## Actions to take
a - Duplicate the part of the fundraising FAQ starting with "Convergent has managed public/private" and going on through "for maximum success.".
b - According to the fundraising FAQ, why should a feasibility study come before a campaign? Answer in one to three sentences.
c - Supply the next part of the fundraising FAQ, picking up after its last sentence.

Fundraising FAQs From California Economic Developers
By Mark Bergethon
The California Association for Local Economic Development (CALED) holds an annual training conference, which I enjoy attending each year. This year’s conference, “Taking Care of Business,” which took place in Sacramento last week and focused on next practices and best practices for economic development, was especially exciting as Convergent was a conference sponsor for the first time! There was a great energy in the air as attendees learned as much as they could about how to improve their communities, and I spoke with several people in depth about their organization’s funding needs. These discussions usually focused on the great potential I believe there is to raise private sector funding for economic development in communities throughout California.
While discussing fundraising for economic development at the conference, I noticed that there were a few questions that came up frequently, and in case we weren’t able to speak in Sacramento, I wanted to share the answers to those questions with you here.
Question #1: How big does the community have to be in order to do a campaign?
Convergent has managed public/private partnership fundraising campaigns for economic development organizations in several communities with populations under 10,000. That doesn’t mean that every community that small can realistically raise enough money to make a full-scale outsourced capital campaign worthwhile, but many can. The first step you need to take before proceeding with a campaign is to conduct a feasibility study. That process can answer in advance whether a successful campaign can be launched, what a realistic funding goal would be, and how to position your campaign for maximum success.
In just the past few years, Convergent has managed campaigns of $1.3 million, $1.65 million, and $1 million in Holdrege, NE, Vermillion, SD, and Clear Lake IA respectively—all communities of approximately 10,000 people or less. Those are five-year numbers, meaning that a $1 million campaign is $200,000 per year over a five-year program/pledge period.

## Supplied data
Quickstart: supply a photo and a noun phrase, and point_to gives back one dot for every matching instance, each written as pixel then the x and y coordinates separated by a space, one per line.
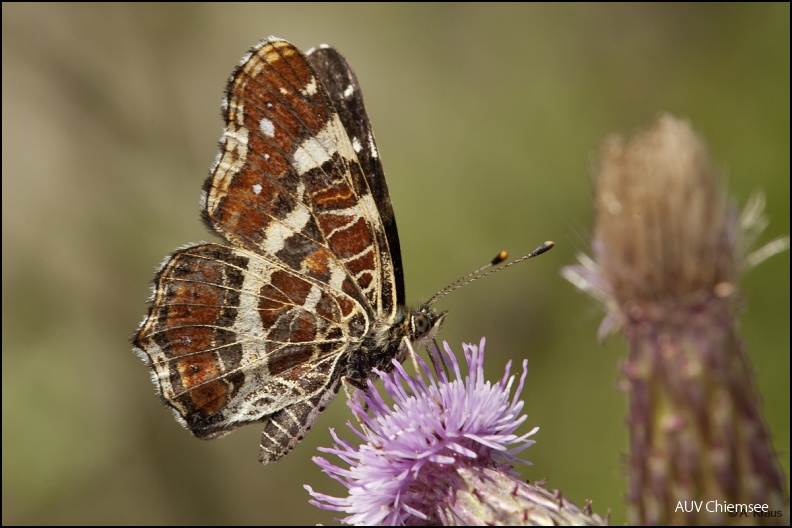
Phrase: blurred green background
pixel 486 116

## Task-by-task outputs
a -
Convergent has managed public/private partnership fundraising campaigns for economic development organizations in several communities with populations under 10,000. That doesn’t mean that every community that small can realistically raise enough money to make a full-scale outsourced capital campaign worthwhile, but many can. The first step you need to take before proceeding with a campaign is to conduct a feasibility study. That process can answer in advance whether a successful campaign can be launched, what a realistic funding goal would be, and how to position your campaign for maximum success.

b - A feasibility study can answer ahead of time whether a successful campaign can be launched. It can also show what a realistic funding goal would be and how to position the campaign for maximum success.

c -
Question #2: We’ve always been publicly funded. How do you know whether the businesses in our community would give us any money?
By far the strongest model for community-based economic development across the country is the public-private partnership, with the bulk of funding and organizational leadership actually coming from the private sector. The model isn’t as strong in California because of historic reliance on public sector funding in the state, but that public funding has been strained in recent years, to say the least. It makes sense for the private sector to step up and carry a big part of the load.
The key is in presenting the opportunity as a good business investment. We don’t consider fundraising campaigns to be charitable contribution campaigns or membership drives. We position our client’s program(s) as a good investment, demonstrating the value proposition and ROI. For instance, you can show a banker how the success of your EDC’s five-year program of work can translate into increased bank deposits or educate a car dealer about how many more cars can be sold if long-term job creation goals are met. Local businesses are true stakeholders and beneficiaries of local economic growth. There is no more effective way to invest in local economic growth than supporting the local EDC.
But the real answer to the question, “How do we know if businesses in our community will step up to support us and/or a particular program of work we want to implement?” is to conduct a feasibility study. That’s the due diligence that will identify the parameters of what can or can’t be accomplished and how best to do what can be accomplished. If the businesses in your community simply won’t support your organization for whatever reason, we’ll figure that out before embarking on a major campaign. More importantly, we’ll learn why businesses are reluctant to provide support and we will help you determine what can be done to cultivate and obtain their support over time.
Question #3: Do you only work for economic development organizations or can you raise money for other projects and nonprofits?
A surprising number of people at the conference asked me about funding non-economic development projects or organizations. While over half of our clients are EDCs or chambers of commerce and we work on more economic development funding initiatives than any other firm in the country, we also do work for a broad variety of other nonprofits and community projects in need of funding. Here is a sampling of some of the types of nonprofits we’ve raised money for: community centers, museums, historic theaters, Humane Society, YMCAs, hospices, hospitals, schools, community colleges, senior centers, homelessness shelters, domestic violence safe houses, Boys & Girls Clubs, etc. The diversity of our clientele has ranged from a puppetry arts group to a monastery. So truly, if there is a nonprofit or project in your community in need of funding, we can help!
Thanks and I look forward to next year’s conference!